=== Your assignment ===
Please transcribe all of the entries exactly, leaving out any images.

[Referring expression data]
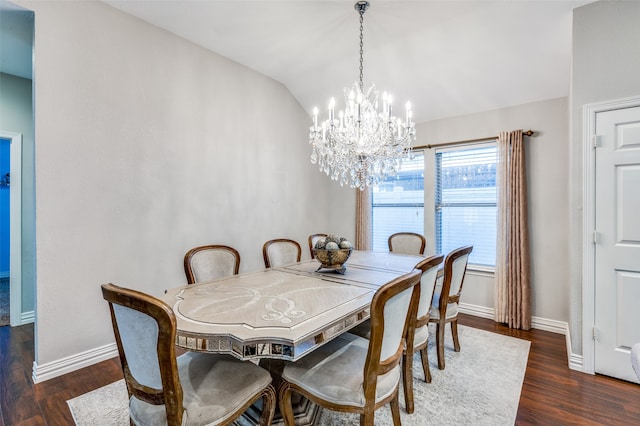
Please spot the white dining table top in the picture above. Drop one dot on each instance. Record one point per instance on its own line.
(284, 312)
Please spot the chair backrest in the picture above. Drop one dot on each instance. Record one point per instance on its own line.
(429, 268)
(207, 263)
(280, 252)
(393, 307)
(635, 359)
(145, 331)
(455, 267)
(407, 243)
(313, 238)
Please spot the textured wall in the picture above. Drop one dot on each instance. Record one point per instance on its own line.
(146, 146)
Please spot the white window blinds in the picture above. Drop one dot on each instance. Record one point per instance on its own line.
(398, 203)
(466, 201)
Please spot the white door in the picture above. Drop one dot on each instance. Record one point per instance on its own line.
(617, 241)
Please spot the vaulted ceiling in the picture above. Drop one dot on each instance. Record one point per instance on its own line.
(447, 57)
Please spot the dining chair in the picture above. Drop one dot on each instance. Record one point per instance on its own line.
(444, 308)
(207, 263)
(280, 252)
(429, 268)
(353, 374)
(313, 239)
(192, 389)
(407, 243)
(635, 359)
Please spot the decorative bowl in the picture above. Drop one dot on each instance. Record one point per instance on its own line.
(332, 259)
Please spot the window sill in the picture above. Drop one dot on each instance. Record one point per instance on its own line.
(483, 271)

=== Solution ===
Please spot the white dining table top in the picture above. Drop one dot on each instance. Record one point per instance on its own line.
(284, 312)
Please spot the chair backrest in the picture above. Drop one dot on each instance. Record one point per instance on its own line.
(429, 268)
(207, 263)
(280, 252)
(393, 307)
(635, 359)
(145, 331)
(455, 267)
(407, 243)
(313, 238)
Please spot the textured wall in the picture above. Drop one dot on each instance. Record one point per instance on its own line.
(146, 146)
Please spot the white window blinds in the picture above. Drop one dot on each instance. Record one point per instance on its own line.
(398, 203)
(466, 201)
Please spot the white door in the picture above. Drop one dot on each instance. Record one point per instance on its own line.
(617, 241)
Please spot the vaulted ceiling in the picture above. Drop one dot on each instance. Record one point per instance on its own line.
(447, 57)
Please spot the dining chair in the picture above. Drop one dot on each instance. Record one point per instance on its own line.
(444, 308)
(207, 263)
(280, 252)
(429, 268)
(353, 374)
(313, 239)
(192, 389)
(407, 243)
(635, 359)
Please spot the decorative bowl in the picture above. Drop one dot on each instance. Record one point per instance on its own line.
(332, 259)
Please spot the window sill in the picture above. Drop one dot on each instance. Record one point per instance on its own line.
(483, 271)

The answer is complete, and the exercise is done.